THE EXERCISE: Pick out every line below that contains the word "jacket" and copy each one. Letter case counts.

EXERCISE MATERIALS:
● ● ● ● ●

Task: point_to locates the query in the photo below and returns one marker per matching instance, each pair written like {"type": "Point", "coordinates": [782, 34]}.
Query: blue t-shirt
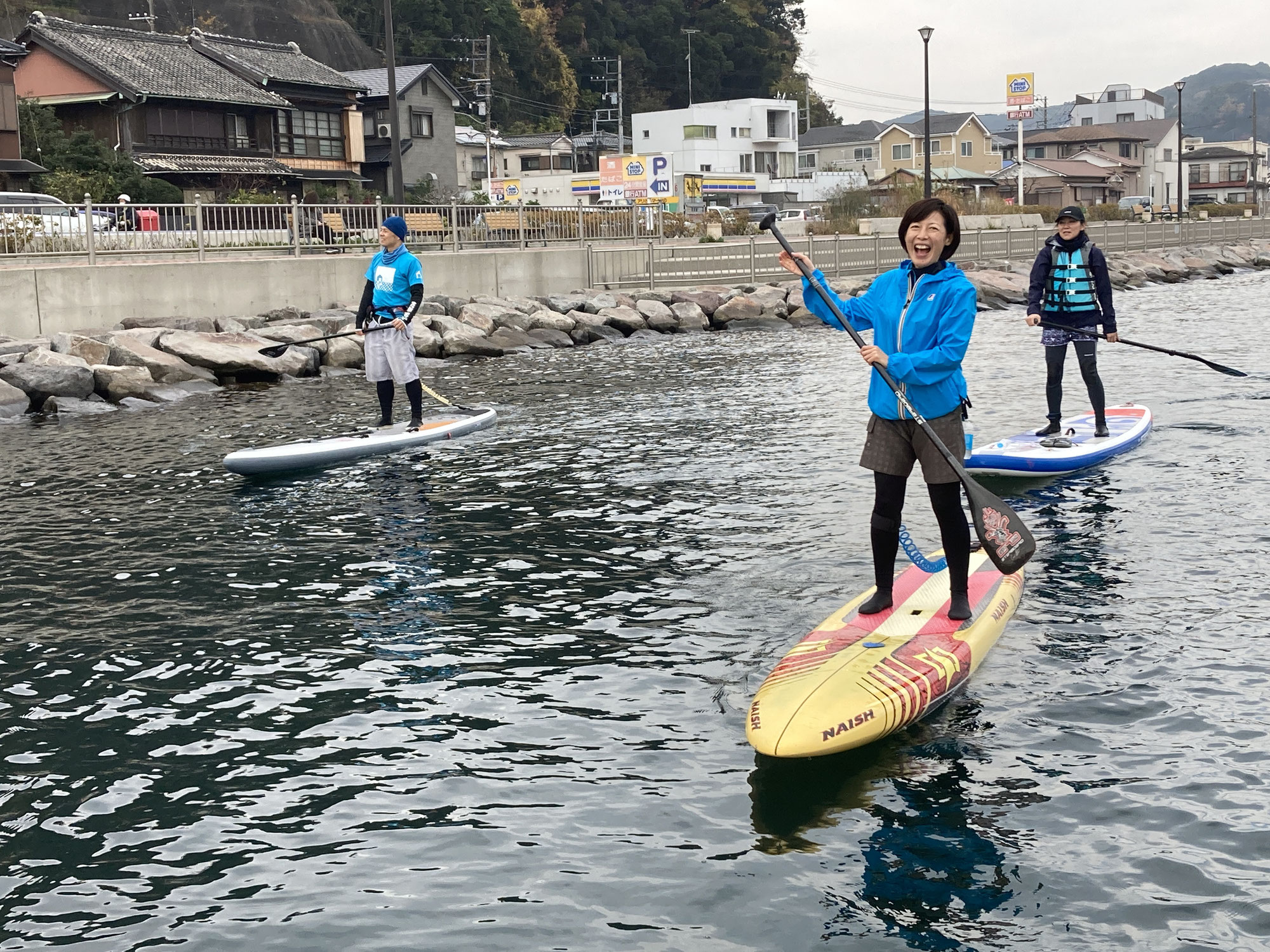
{"type": "Point", "coordinates": [394, 275]}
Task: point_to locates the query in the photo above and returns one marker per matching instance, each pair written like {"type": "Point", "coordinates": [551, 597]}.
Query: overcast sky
{"type": "Point", "coordinates": [1081, 48]}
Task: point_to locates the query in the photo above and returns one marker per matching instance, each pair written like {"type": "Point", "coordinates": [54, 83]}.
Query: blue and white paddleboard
{"type": "Point", "coordinates": [1074, 447]}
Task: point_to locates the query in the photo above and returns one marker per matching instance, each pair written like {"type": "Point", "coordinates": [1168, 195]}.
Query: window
{"type": "Point", "coordinates": [311, 134]}
{"type": "Point", "coordinates": [421, 125]}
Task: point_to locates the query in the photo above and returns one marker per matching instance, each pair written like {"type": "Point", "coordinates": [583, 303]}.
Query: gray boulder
{"type": "Point", "coordinates": [72, 406]}
{"type": "Point", "coordinates": [50, 359]}
{"type": "Point", "coordinates": [551, 321]}
{"type": "Point", "coordinates": [204, 326]}
{"type": "Point", "coordinates": [427, 343]}
{"type": "Point", "coordinates": [78, 346]}
{"type": "Point", "coordinates": [119, 383]}
{"type": "Point", "coordinates": [625, 319]}
{"type": "Point", "coordinates": [43, 383]}
{"type": "Point", "coordinates": [233, 354]}
{"type": "Point", "coordinates": [565, 304]}
{"type": "Point", "coordinates": [737, 310]}
{"type": "Point", "coordinates": [15, 402]}
{"type": "Point", "coordinates": [128, 352]}
{"type": "Point", "coordinates": [709, 301]}
{"type": "Point", "coordinates": [553, 337]}
{"type": "Point", "coordinates": [648, 310]}
{"type": "Point", "coordinates": [690, 317]}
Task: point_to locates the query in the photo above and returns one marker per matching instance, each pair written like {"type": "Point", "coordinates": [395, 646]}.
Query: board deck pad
{"type": "Point", "coordinates": [314, 454]}
{"type": "Point", "coordinates": [858, 678]}
{"type": "Point", "coordinates": [1023, 455]}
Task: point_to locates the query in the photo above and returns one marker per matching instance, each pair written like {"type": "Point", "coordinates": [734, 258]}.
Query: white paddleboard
{"type": "Point", "coordinates": [314, 454]}
{"type": "Point", "coordinates": [1024, 454]}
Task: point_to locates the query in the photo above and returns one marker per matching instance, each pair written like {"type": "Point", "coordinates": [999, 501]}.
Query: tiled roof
{"type": "Point", "coordinates": [145, 64]}
{"type": "Point", "coordinates": [1149, 131]}
{"type": "Point", "coordinates": [834, 135]}
{"type": "Point", "coordinates": [214, 166]}
{"type": "Point", "coordinates": [279, 63]}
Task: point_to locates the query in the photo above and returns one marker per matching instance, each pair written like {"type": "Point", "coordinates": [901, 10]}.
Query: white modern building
{"type": "Point", "coordinates": [737, 136]}
{"type": "Point", "coordinates": [1117, 103]}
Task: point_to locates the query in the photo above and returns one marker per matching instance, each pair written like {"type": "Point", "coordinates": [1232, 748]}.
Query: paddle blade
{"type": "Point", "coordinates": [1004, 535]}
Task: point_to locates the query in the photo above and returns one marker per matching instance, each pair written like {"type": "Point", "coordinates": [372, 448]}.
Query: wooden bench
{"type": "Point", "coordinates": [426, 224]}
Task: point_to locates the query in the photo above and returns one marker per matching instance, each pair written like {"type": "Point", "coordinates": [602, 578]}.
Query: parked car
{"type": "Point", "coordinates": [1128, 202]}
{"type": "Point", "coordinates": [55, 216]}
{"type": "Point", "coordinates": [758, 213]}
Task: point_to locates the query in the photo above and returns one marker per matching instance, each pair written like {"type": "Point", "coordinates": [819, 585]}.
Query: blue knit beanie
{"type": "Point", "coordinates": [397, 225]}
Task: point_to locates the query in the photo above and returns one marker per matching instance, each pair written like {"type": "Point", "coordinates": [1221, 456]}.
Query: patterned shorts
{"type": "Point", "coordinates": [895, 446]}
{"type": "Point", "coordinates": [1053, 337]}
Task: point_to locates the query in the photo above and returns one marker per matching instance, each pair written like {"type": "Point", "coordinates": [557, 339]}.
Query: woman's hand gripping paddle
{"type": "Point", "coordinates": [280, 350]}
{"type": "Point", "coordinates": [1219, 367]}
{"type": "Point", "coordinates": [1004, 535]}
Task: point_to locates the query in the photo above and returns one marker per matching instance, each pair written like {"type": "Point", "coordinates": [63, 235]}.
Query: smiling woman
{"type": "Point", "coordinates": [921, 315]}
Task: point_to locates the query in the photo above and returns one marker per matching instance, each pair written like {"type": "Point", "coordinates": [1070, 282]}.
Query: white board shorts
{"type": "Point", "coordinates": [391, 356]}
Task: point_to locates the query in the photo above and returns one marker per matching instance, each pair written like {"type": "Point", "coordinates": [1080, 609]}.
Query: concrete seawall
{"type": "Point", "coordinates": [50, 300]}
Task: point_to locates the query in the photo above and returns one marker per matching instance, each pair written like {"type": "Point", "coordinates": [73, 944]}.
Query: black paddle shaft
{"type": "Point", "coordinates": [1004, 535]}
{"type": "Point", "coordinates": [1219, 367]}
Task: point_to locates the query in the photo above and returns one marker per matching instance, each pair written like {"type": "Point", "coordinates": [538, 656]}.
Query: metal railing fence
{"type": "Point", "coordinates": [754, 261]}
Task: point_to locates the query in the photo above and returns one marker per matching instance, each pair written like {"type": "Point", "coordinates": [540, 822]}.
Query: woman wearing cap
{"type": "Point", "coordinates": [1071, 288]}
{"type": "Point", "coordinates": [921, 315]}
{"type": "Point", "coordinates": [394, 291]}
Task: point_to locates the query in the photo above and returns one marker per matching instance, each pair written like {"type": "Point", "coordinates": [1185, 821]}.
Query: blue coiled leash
{"type": "Point", "coordinates": [916, 557]}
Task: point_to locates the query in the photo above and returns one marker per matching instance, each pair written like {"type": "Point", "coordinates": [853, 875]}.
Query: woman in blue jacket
{"type": "Point", "coordinates": [921, 315]}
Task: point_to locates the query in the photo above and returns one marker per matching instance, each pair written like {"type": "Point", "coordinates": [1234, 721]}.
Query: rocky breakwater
{"type": "Point", "coordinates": [1004, 284]}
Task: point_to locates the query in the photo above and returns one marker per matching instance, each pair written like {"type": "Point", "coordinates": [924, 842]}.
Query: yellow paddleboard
{"type": "Point", "coordinates": [859, 677]}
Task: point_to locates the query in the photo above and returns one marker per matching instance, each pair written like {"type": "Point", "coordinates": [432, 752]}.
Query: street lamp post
{"type": "Point", "coordinates": [925, 32]}
{"type": "Point", "coordinates": [1182, 205]}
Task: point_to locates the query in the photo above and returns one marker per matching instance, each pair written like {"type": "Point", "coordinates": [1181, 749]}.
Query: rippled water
{"type": "Point", "coordinates": [492, 695]}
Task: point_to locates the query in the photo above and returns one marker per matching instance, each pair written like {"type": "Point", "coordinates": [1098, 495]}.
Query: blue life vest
{"type": "Point", "coordinates": [1070, 286]}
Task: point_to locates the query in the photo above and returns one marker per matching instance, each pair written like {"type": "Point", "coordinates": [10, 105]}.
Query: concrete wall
{"type": "Point", "coordinates": [69, 298]}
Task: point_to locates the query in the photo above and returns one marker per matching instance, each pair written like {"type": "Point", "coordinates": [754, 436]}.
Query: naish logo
{"type": "Point", "coordinates": [846, 725]}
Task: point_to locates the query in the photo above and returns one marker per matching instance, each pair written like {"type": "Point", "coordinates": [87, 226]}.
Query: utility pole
{"type": "Point", "coordinates": [394, 120]}
{"type": "Point", "coordinates": [689, 35]}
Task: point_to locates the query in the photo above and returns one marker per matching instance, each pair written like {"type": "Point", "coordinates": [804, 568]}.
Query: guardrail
{"type": "Point", "coordinates": [754, 261]}
{"type": "Point", "coordinates": [203, 230]}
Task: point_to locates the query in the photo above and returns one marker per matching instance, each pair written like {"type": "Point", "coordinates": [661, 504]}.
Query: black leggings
{"type": "Point", "coordinates": [954, 531]}
{"type": "Point", "coordinates": [1055, 360]}
{"type": "Point", "coordinates": [413, 390]}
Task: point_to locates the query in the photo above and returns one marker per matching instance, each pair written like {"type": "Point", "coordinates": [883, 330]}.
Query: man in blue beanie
{"type": "Point", "coordinates": [394, 291]}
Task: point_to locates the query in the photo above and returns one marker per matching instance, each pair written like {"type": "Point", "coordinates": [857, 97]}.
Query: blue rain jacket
{"type": "Point", "coordinates": [925, 345]}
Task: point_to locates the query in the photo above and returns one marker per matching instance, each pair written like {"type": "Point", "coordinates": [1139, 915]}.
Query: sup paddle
{"type": "Point", "coordinates": [1219, 367]}
{"type": "Point", "coordinates": [1004, 535]}
{"type": "Point", "coordinates": [280, 350]}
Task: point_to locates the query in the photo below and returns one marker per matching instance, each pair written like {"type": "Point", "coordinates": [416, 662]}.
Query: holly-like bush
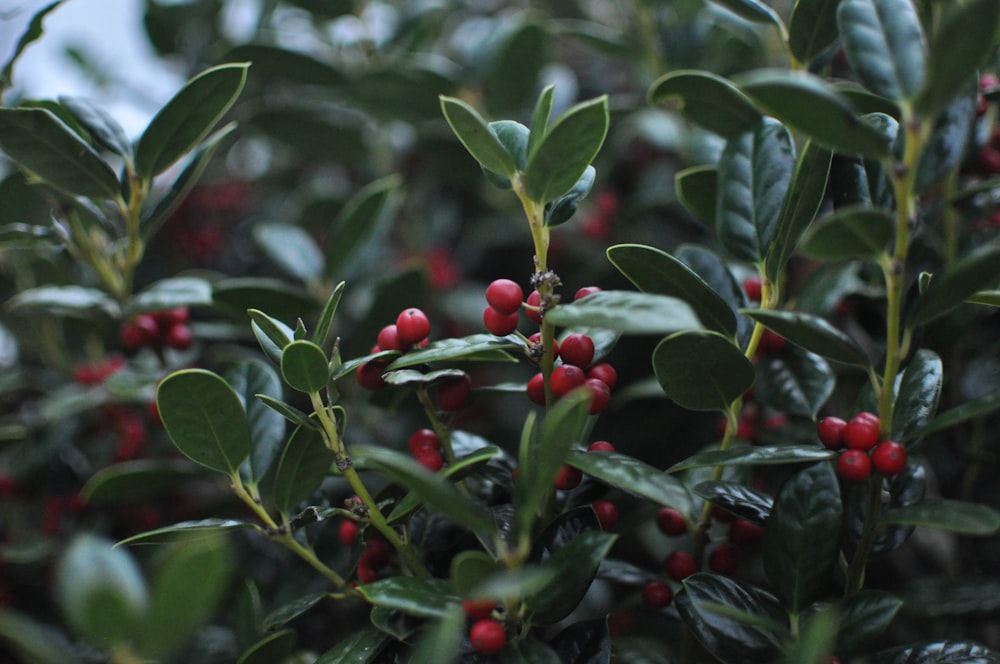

● ● ● ● ●

EXERCISE ANSWER:
Query: woman in blue jacket
Query: blue rain jacket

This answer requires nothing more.